** PROBLEM DETAILS **
Using the listing below, report how many lines hold the word "sign", and nothing else.

** SUPPLIED DATA **
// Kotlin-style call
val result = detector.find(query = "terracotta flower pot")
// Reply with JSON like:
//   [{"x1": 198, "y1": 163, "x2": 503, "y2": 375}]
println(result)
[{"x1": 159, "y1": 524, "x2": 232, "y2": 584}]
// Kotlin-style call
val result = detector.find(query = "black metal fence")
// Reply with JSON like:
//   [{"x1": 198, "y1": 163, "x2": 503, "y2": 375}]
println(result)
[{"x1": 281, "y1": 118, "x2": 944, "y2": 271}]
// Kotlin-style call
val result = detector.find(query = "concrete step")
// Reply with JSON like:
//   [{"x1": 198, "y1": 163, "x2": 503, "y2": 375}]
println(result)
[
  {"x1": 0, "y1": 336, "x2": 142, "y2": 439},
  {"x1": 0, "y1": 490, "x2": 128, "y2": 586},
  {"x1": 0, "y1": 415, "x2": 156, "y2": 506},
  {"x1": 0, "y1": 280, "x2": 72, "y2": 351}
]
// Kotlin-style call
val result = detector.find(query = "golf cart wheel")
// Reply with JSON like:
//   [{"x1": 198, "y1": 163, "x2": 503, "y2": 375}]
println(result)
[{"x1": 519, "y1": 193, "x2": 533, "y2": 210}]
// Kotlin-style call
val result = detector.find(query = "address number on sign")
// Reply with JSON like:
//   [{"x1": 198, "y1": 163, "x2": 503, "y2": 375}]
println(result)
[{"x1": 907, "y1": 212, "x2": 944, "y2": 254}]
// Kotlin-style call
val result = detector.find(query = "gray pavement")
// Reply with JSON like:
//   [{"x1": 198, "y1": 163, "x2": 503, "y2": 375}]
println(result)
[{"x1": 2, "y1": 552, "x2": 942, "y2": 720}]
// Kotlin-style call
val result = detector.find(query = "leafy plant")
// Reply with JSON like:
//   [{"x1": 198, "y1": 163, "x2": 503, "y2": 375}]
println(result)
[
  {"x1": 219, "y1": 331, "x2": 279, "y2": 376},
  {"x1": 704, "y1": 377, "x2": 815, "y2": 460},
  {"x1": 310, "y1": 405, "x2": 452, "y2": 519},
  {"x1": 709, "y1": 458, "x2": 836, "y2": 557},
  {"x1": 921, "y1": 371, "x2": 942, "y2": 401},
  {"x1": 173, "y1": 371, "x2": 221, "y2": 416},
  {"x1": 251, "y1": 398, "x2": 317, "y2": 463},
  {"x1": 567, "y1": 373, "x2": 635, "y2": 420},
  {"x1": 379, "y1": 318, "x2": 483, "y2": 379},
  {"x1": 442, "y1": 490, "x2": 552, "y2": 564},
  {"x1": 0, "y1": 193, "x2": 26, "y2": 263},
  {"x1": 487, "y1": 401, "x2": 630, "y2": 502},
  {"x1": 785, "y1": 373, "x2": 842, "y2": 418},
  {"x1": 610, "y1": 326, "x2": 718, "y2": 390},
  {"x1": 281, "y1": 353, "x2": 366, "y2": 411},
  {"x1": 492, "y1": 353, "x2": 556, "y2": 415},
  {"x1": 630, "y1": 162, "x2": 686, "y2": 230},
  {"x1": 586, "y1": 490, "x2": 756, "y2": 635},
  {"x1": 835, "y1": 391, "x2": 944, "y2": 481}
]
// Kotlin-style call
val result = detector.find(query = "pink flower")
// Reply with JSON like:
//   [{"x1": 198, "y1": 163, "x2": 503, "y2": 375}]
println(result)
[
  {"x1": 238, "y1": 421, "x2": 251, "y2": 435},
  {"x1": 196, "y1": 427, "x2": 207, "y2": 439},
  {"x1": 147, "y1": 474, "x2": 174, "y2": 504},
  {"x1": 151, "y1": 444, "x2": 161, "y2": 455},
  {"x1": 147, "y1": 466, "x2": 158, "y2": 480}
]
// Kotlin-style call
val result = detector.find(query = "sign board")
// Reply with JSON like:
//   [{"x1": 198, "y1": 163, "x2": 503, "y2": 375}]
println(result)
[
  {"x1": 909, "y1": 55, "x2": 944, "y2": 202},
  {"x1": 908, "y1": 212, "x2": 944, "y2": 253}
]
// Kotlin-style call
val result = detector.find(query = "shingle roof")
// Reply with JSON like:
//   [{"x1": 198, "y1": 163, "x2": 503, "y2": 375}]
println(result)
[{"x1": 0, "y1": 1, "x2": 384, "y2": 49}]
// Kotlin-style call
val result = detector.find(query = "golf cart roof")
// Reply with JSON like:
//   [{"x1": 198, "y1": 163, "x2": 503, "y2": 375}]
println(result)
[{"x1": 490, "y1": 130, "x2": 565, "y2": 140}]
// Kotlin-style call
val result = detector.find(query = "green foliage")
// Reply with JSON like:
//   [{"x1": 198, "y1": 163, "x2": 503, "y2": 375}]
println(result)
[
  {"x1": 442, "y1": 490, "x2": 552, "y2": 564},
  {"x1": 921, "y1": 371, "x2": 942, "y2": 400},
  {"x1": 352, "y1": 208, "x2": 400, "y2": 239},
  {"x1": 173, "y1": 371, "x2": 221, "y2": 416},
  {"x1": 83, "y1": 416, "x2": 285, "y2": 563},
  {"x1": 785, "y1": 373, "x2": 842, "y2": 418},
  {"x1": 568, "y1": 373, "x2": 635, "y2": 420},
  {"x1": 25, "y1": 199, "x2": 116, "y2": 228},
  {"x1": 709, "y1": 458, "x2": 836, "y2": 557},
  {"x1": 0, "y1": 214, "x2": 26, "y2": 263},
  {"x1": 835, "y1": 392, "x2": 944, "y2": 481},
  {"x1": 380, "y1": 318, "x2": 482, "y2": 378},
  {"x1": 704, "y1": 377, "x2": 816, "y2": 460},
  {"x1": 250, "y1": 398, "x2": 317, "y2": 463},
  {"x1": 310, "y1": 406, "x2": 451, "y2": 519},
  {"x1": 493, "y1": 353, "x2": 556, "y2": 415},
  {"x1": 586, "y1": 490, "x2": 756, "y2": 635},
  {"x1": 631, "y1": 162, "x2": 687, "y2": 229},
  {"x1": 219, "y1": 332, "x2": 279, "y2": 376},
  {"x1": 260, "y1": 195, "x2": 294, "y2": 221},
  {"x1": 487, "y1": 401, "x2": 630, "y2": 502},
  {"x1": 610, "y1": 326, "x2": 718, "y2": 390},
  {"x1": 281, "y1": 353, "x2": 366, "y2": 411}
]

** TASK SOLUTION **
2